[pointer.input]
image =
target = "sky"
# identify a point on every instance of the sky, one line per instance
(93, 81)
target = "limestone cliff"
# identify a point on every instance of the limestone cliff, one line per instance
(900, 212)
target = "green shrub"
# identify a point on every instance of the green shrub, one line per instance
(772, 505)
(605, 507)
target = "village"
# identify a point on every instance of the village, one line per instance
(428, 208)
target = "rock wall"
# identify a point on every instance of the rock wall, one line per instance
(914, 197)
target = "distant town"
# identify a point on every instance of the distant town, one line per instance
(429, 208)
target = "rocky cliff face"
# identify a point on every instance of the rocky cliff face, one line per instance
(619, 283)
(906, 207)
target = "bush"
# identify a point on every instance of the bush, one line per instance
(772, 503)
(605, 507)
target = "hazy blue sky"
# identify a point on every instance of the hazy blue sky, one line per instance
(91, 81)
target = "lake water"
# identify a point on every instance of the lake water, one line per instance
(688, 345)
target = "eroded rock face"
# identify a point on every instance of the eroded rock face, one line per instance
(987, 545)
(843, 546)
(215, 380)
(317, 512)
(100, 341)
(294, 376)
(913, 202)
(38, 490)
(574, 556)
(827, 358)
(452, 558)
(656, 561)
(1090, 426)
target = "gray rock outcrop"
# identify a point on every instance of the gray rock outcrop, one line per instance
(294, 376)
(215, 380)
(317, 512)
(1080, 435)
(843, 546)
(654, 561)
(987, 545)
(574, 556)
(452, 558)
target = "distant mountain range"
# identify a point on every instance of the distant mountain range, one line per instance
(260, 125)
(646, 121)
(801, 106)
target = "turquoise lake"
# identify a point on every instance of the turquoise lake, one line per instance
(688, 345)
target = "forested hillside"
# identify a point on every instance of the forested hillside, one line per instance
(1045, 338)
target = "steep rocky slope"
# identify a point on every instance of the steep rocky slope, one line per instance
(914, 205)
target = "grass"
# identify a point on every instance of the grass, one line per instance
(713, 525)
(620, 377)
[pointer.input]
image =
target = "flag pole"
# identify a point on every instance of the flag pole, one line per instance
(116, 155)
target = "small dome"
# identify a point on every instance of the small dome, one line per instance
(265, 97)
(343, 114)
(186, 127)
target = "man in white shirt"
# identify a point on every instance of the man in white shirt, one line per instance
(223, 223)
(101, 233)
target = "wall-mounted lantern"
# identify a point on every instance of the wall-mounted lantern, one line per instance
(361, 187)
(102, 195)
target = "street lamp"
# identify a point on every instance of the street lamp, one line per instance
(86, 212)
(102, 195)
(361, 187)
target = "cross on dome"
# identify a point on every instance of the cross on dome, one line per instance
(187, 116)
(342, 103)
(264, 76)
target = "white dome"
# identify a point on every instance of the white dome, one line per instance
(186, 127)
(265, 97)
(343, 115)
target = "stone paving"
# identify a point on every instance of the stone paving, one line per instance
▬▬▬▬▬▬▬▬▬▬
What you are asked to do
Find every line of the data that includes the string "paving". Copy each of those lines.

Solution for this task
target = "stone paving"
# identify a point on every instance of the stone paving, one line per instance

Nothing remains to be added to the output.